[BEGIN Input]

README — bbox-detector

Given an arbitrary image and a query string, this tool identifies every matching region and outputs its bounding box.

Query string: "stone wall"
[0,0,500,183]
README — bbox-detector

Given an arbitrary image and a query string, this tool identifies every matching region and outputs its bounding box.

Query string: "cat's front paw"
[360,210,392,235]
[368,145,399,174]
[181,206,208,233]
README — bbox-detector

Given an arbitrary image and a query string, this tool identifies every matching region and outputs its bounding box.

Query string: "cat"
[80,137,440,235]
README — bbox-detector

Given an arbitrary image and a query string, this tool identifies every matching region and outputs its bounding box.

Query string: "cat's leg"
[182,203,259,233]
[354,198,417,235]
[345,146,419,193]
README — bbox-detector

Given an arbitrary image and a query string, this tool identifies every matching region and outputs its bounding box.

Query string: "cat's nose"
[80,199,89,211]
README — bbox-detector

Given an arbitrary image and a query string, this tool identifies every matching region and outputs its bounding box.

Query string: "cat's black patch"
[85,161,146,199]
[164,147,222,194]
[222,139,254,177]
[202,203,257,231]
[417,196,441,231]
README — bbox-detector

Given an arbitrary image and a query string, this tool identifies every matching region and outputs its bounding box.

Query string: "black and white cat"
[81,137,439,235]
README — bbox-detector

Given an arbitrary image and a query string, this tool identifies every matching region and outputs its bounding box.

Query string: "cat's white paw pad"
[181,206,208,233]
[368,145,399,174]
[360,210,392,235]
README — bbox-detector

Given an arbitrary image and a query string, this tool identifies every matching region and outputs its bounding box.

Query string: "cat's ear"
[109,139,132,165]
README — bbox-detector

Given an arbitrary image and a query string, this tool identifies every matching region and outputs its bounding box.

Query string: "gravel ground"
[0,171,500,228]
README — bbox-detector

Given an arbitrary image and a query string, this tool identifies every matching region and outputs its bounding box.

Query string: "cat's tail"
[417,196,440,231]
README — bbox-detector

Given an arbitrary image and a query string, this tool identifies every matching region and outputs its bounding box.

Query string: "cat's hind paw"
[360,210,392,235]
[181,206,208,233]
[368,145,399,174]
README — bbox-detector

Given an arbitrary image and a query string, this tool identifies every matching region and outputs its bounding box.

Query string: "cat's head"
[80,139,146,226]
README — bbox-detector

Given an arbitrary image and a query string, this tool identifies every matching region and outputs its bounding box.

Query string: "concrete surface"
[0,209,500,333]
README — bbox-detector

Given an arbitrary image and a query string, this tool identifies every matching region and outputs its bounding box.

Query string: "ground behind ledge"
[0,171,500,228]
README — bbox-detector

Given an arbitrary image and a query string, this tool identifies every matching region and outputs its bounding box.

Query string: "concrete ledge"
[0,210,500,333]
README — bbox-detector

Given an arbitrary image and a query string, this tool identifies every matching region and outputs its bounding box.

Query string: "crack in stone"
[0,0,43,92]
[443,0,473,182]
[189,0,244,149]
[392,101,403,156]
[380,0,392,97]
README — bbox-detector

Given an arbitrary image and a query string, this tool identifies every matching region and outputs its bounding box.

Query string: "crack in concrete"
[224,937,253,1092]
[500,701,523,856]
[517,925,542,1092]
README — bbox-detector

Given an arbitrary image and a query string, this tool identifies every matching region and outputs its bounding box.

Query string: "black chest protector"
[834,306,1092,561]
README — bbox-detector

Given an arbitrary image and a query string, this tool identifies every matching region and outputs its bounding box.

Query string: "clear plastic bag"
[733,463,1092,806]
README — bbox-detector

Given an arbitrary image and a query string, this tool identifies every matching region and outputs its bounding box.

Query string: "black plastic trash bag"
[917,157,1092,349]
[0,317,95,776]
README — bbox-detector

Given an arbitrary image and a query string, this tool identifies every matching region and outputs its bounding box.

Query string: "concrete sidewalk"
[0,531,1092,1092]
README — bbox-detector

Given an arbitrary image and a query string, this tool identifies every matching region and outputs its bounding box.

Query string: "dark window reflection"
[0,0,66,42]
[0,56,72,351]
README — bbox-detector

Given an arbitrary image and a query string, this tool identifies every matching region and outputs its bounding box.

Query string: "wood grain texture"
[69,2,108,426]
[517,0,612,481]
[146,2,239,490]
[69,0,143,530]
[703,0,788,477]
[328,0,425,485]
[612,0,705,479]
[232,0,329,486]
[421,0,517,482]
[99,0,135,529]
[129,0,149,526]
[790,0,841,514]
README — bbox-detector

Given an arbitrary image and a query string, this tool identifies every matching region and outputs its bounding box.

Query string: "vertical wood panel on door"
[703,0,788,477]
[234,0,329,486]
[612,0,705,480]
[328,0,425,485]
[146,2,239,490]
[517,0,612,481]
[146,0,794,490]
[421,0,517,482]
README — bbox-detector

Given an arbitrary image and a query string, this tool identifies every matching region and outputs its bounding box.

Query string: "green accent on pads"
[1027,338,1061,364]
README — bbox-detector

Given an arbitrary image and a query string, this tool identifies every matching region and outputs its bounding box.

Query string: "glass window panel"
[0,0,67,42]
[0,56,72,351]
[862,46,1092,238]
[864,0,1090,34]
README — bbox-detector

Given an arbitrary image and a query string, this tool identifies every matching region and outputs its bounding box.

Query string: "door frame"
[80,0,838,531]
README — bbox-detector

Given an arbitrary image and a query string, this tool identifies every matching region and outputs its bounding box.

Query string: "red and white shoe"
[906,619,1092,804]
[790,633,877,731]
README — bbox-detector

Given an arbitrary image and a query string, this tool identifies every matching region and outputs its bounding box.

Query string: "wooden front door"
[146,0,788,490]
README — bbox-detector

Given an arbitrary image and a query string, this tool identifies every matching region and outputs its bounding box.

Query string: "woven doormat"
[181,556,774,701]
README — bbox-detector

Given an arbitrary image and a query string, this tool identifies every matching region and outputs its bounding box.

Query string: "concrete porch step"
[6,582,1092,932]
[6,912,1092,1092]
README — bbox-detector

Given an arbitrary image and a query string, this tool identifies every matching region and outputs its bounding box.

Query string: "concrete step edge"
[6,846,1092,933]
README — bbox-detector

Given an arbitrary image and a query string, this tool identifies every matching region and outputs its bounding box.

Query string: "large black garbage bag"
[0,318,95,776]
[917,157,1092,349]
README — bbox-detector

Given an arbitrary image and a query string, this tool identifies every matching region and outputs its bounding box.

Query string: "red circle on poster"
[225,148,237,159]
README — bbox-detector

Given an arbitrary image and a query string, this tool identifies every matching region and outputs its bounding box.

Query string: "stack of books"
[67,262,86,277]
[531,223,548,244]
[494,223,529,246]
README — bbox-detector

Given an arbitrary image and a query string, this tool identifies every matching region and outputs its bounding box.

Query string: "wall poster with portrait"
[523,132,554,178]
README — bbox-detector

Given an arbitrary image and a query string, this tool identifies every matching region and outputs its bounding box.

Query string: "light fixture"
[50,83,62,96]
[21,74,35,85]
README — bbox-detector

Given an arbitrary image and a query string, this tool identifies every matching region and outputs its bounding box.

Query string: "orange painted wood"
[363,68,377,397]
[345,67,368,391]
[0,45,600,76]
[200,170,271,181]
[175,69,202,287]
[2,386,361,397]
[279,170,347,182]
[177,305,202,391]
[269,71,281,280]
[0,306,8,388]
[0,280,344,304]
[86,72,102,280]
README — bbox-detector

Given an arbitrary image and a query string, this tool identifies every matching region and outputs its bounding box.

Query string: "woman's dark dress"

[END Input]

__Task brief__. Copy all of the data above word for word.

__Result__.
README — bbox-detector

Given an arbitrary image and a query string, this tool identifies every matching region and outputs its bounding box.

Query string: "stone wall"
[0,0,500,183]
README — bbox-detector

Given an arbitrary image and a query string, this tool identifies every matching region and outputs its bounding box.

Query string: "cat's front paw"
[360,210,392,235]
[368,145,399,174]
[181,206,208,233]
README — bbox-detector

Given an arbitrary image and a query string, this tool identifies every matching region and outputs its bounding box.

Query string: "cat"
[80,137,440,235]
README — bbox-detector

Given an arbitrary image and a query string, this tool identifies every matching region and outputs its bounding box.

Query string: "cat's leg"
[182,203,259,233]
[354,198,417,235]
[345,146,419,193]
README — bbox-detector

Given an arbitrary image and a query string, this tool identifies every matching region and outputs its bounding box.

Query string: "cat's nose"
[80,199,89,211]
README — bbox-detector

Given an arbitrary image and a query string, this tool identifies every matching region and outputs its bounding box.

Query string: "cat's black patch"
[85,161,146,199]
[164,147,222,194]
[222,139,254,177]
[202,203,257,231]
[417,196,441,231]
README — bbox-detector

Given an arbitrary image and a query string, this tool identifies every matching region and outputs its bounding box.

Query string: "black and white cat"
[81,137,439,235]
README — bbox-detector

Given an arbitrary image and a query string, this tool identifies every matching region and outputs its bounding box.

Query string: "cat's white paw pad"
[181,206,208,233]
[368,145,399,174]
[360,210,392,235]
README — bbox-detector

Given an arbitrary image and a query string, this tool identifies every matching region and outputs its bounding box.

Query string: "cat's ear"
[109,139,132,165]
README — bbox-detector

Given an arbitrary image and a query string, this tool identifies every matching region and outputs its bounding box.

Query string: "gravel ground"
[0,171,500,228]
README — bbox-detector

Given an arbitrary image and a query string, this tool identifies every matching region and outputs its bounding box.

Query string: "cat's tail"
[417,196,440,231]
README — bbox-detector

Given an arbitrary image and a query string, this tool identifies every matching region and outputs its bounding box.

Query string: "cat's hind paw"
[360,210,392,235]
[181,206,208,233]
[368,145,399,174]
README — bbox-detector

Given an arbitrary image and a query string, this tool identifies every matching region and outputs its bounding box.

Query string: "cat's head"
[80,139,146,226]
README — bbox-detector

Given an arbitrary image and a query string, this tool identifies every matching region and outputs its bounding box.

Query string: "concrete surface"
[0,209,500,333]
README — bbox-detector

Given an arbitrary image and a query string, this tool identifies every matching region and outputs its bounding box.

Query string: "ground behind ledge"
[0,171,500,228]
README — bbox-detector

Given an arbitrary image and a query string, this tool identifies every matching region and outputs its bounding box.

Query string: "concrete ledge"
[0,210,500,333]
README — bbox-detector

Given an arbitrary image and a query string, this tool identifies every matching region and outputs its bounding box.

Query string: "crack in stone"
[0,0,43,92]
[443,0,473,182]
[189,0,244,149]
[392,101,403,156]
[380,0,392,97]
README — bbox-detector

Given an arbitrary image and a query string, this tool identifies every matching region and outputs its bounding box.

Query string: "crack in concrete"
[224,937,253,1092]
[500,701,523,856]
[517,925,542,1092]
README — bbox-detector

Given an arbitrary image and a query string, this tool identifies every matching region and outputs its bounding box.

Query string: "black chest protector"
[834,306,1092,561]
README — bbox-detector

Given an arbitrary image and a query string, this tool identifies every matching region and outputs its bounding box.

Query string: "clear plastic bag"
[733,463,1092,806]
README — bbox-detector

Given an arbitrary image and a query string, this tool identifies every matching region and outputs its bounding box.

Query string: "black plastic trash bag"
[917,157,1092,349]
[0,317,95,776]
README — bbox-detector

Given an arbitrary image and a query string, this tool identifies every matching region and outputs its bounding box.

Query string: "concrete sidewalk"
[0,531,1092,1092]
README — bbox-detector

Given an arbitrary image and a query string, this tool identifies every matching region and outputs its bounding box.

Query string: "dark window reflection"
[0,0,66,42]
[0,56,72,351]
README — bbox-detector

Given an arbitrary image and a query string, this tool identifies every matching region and outputs its bounding box.

Query string: "wood grain texture"
[69,2,108,426]
[517,0,612,481]
[146,2,239,490]
[69,0,143,530]
[703,0,788,477]
[328,0,425,485]
[612,0,705,479]
[232,0,329,486]
[421,0,517,482]
[99,0,135,529]
[129,0,149,526]
[790,0,841,514]
README — bbox-detector

Given an arbitrary image and a query string, this tool identifies every matching region and outputs its bounding box.

Query string: "vertical wood panel on door"
[703,0,788,477]
[234,0,329,486]
[612,0,705,480]
[328,0,425,485]
[146,2,239,490]
[517,0,612,481]
[146,0,794,490]
[421,0,517,482]
README — bbox-detector

Given an arbitrary image and a query string, this tool identifies every matching region and outputs its bounding box.

Query string: "green accent on pads"
[1027,338,1061,364]
README — bbox-detector

Given an arbitrary image and a query string, this tool identifies every matching region and outputs its bounding box.

Query string: "glass window panel"
[0,0,67,42]
[0,56,72,351]
[862,46,1092,238]
[864,0,1090,34]
README — bbox-detector

Given an arbitrary image and a query string, this tool identifies every matching region and outputs its bounding box.

Query string: "door frame"
[80,0,838,531]
README — bbox-detector

Given an arbitrary image and a query string, this tool identifies every matching region and outputs its bounding box.

Query string: "red and white shoe"
[906,619,1092,804]
[790,633,877,731]
README — bbox-detector

Given an arbitrary image and a query string, this tool identifies every matching region and outputs its bounding box.

Query string: "wooden front door"
[146,0,788,490]
README — bbox-detector

Given an arbitrary image and a query string, this tool identifies every matching region and outputs its bounding box.

Query string: "woven doormat"
[181,556,774,701]
README — bbox-detector

Given an arbitrary image and a query string, this tool identifies every matching region and outputs its bounding box.

Query string: "concrete porch step"
[6,582,1092,932]
[6,912,1092,1092]
README — bbox-detector

Given an arbitrary image and a query string, this tool identifies every matching region and outputs its bounding box.

Query string: "concrete step edge"
[6,846,1092,933]
README — bbox-detector

Given an arbitrary image and a query string, this tool identifies every matching region and outputs its bounding box.

Query string: "large black garbage bag"
[0,318,95,776]
[917,157,1092,349]
README — bbox-detector

Given an arbitrary image and a query string, this tool identifies every matching region and outputs its bounding box.

Query string: "red circle on poster"
[225,148,237,159]
README — bbox-detector

Given an arbitrary image and a query string, this tool identifies every matching region and outputs its bounding box.

Query string: "stack of books"
[67,262,86,277]
[531,223,548,244]
[494,223,529,246]
README — bbox-detector

Given an arbitrary image and a query string, this tool identifies every matching region and outputs its bounding box.

Query string: "wall poster with portrait"
[523,132,554,178]
README — bbox-detector

Given an arbitrary image and a query string, this tool identifies every matching region and outputs its bounding box.

Query string: "light fixture"
[50,83,62,96]
[21,74,35,85]
README — bbox-detector

Given an arbitrary image and a query string, this tool identifies every matching region and outputs its bounding box.

Query string: "orange painted wood"
[363,68,377,397]
[345,67,368,391]
[0,45,600,76]
[200,170,271,181]
[175,69,202,287]
[2,386,361,397]
[279,170,347,182]
[177,305,202,391]
[269,71,281,280]
[0,306,8,388]
[0,280,344,304]
[86,72,102,280]
README — bbox-detector

Given an arbitrary image and a query string, this tool identifies every matching region and outputs its bounding box.

Query string: "woman's dark dress"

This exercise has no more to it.